------ DATA TO EXAMINE

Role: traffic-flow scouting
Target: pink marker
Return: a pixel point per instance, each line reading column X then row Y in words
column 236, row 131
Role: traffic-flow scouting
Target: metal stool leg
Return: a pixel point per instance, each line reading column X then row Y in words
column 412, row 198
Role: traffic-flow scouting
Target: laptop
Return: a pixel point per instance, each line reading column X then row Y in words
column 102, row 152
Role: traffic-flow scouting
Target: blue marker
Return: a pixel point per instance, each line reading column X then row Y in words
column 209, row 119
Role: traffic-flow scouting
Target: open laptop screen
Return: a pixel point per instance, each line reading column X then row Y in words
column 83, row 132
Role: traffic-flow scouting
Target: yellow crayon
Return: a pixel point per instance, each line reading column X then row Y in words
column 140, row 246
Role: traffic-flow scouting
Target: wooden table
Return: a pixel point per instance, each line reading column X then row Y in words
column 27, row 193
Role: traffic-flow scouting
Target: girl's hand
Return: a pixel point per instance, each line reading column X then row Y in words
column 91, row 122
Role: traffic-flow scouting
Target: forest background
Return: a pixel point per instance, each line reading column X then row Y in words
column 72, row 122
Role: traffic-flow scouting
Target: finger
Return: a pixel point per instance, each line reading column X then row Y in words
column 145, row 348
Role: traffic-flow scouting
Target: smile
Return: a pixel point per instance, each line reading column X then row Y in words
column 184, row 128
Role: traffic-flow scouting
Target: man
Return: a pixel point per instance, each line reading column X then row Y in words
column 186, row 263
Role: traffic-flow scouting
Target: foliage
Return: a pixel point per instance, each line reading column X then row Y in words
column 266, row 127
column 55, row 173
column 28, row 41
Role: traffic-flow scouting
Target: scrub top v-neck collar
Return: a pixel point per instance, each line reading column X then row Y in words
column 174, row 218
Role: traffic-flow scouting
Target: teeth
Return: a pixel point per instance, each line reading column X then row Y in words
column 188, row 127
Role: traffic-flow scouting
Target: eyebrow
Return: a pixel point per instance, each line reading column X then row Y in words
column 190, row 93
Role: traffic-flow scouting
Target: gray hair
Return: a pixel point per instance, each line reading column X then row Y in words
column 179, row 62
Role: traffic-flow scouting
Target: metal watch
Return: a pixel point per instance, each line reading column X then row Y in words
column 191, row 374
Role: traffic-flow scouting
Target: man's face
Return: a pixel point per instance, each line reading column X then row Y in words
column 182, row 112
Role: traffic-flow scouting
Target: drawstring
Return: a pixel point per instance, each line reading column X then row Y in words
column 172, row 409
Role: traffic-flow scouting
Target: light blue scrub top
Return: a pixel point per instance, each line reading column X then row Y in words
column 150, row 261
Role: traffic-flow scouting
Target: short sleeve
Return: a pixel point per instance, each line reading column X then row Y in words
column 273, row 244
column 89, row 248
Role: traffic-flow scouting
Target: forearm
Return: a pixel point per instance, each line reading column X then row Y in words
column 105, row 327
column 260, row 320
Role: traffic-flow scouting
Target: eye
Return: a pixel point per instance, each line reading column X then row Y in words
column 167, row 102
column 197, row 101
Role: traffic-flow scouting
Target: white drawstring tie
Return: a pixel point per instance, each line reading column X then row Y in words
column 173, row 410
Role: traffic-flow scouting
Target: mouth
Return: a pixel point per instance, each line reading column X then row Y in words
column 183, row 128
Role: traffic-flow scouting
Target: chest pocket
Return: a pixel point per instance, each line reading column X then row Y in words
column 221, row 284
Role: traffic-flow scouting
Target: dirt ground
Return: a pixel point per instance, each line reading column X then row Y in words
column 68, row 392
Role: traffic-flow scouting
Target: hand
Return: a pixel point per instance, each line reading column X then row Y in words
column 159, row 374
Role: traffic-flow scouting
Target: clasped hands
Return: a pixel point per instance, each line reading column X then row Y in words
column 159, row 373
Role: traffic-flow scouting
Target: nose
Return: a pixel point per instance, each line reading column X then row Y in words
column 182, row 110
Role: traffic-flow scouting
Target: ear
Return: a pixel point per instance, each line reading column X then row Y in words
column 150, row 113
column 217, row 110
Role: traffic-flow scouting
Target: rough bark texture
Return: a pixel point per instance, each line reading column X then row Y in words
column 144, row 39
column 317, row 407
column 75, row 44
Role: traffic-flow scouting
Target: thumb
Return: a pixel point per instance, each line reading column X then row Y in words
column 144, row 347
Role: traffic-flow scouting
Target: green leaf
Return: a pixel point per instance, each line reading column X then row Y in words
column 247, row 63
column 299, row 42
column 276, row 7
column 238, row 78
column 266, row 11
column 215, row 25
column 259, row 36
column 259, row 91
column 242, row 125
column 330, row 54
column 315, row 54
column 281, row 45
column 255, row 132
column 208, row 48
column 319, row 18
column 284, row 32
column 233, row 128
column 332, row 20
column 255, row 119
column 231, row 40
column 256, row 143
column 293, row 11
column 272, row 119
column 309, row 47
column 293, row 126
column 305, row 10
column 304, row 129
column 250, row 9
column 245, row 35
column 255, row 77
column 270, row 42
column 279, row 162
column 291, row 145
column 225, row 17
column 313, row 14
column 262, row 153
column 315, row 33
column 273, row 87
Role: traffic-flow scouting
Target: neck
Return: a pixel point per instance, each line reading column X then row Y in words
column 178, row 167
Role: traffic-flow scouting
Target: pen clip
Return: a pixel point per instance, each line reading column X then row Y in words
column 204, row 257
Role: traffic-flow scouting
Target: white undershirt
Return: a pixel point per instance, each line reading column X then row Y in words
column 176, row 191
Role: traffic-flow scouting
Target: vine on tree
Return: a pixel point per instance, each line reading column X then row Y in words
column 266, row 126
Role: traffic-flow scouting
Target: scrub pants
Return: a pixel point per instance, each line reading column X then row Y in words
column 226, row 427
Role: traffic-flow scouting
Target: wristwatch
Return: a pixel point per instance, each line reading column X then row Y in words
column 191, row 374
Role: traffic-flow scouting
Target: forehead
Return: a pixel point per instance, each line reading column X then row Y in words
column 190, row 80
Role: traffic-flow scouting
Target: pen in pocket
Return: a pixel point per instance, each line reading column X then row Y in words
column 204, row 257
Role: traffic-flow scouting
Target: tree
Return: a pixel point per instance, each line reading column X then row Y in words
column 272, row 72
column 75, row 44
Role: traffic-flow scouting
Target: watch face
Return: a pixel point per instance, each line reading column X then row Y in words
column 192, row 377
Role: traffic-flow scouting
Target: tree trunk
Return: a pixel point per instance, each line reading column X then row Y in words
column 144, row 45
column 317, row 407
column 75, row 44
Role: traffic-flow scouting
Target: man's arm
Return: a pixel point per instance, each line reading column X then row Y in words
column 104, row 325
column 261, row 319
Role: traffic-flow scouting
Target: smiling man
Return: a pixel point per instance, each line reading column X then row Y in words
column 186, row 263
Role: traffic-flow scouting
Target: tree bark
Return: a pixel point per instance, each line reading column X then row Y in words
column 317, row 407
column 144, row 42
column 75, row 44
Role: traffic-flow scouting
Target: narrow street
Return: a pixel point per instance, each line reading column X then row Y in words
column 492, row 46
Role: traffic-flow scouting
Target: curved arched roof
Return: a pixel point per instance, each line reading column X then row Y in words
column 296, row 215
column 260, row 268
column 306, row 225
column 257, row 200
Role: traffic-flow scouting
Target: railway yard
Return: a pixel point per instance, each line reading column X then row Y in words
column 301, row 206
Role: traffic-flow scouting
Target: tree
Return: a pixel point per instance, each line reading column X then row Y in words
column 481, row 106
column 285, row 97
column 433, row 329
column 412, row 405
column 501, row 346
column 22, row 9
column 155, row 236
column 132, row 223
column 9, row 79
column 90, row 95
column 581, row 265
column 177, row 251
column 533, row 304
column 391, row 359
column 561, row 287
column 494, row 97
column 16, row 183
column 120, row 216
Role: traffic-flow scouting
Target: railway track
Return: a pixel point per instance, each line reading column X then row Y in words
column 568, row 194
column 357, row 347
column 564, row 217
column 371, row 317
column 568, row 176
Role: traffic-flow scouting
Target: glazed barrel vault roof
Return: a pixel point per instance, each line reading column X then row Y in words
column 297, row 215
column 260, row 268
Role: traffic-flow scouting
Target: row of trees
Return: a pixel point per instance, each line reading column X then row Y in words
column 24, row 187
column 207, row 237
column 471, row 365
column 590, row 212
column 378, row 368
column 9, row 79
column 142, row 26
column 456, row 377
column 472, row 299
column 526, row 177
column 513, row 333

------------

* _WHAT IS REQUIRED_
Would you copy out exactly the lines above that start at the one containing "Target: light blue scrub top" and end at the one containing "Target: ear", inclusive?

* _RESPONSE_
Target: light blue scrub top
Return: a pixel point per instance, each line reading column X then row Y in words
column 150, row 261
Role: traffic-flow scouting
Target: short sleeve
Return: a pixel point per instance, each line reading column X then row Y in words
column 273, row 244
column 89, row 248
Role: traffic-flow scouting
Target: forearm
Return: a pixel point per instance, each line reading column X then row Y in words
column 105, row 327
column 260, row 320
Role: traffic-flow scouting
Target: eye
Return: a pixel point per instance, each line reading column X then row Y in words
column 167, row 102
column 197, row 101
Role: traffic-flow scouting
Target: white drawstring tie
Return: a pixel point per instance, each line reading column X then row Y in words
column 173, row 410
Role: traffic-flow scouting
Target: mouth
Return: a pixel point per instance, each line reading column X then row Y in words
column 183, row 128
Role: traffic-flow scouting
Target: chest pocket
Return: a pixel point per instance, each line reading column X then row Y in words
column 221, row 284
Role: traffic-flow scouting
Target: dirt ground
Return: a pixel point per instance, each line reading column X then row Y in words
column 68, row 392
Role: traffic-flow scouting
Target: hand
Return: a pixel point per instance, each line reading column X then row Y in words
column 159, row 374
Role: traffic-flow scouting
Target: clasped hands
Return: a pixel point per instance, each line reading column X then row Y in words
column 159, row 373
Role: traffic-flow scouting
Target: nose
Return: a pixel point per instance, each line reading column X then row Y in words
column 182, row 110
Role: traffic-flow scouting
Target: ear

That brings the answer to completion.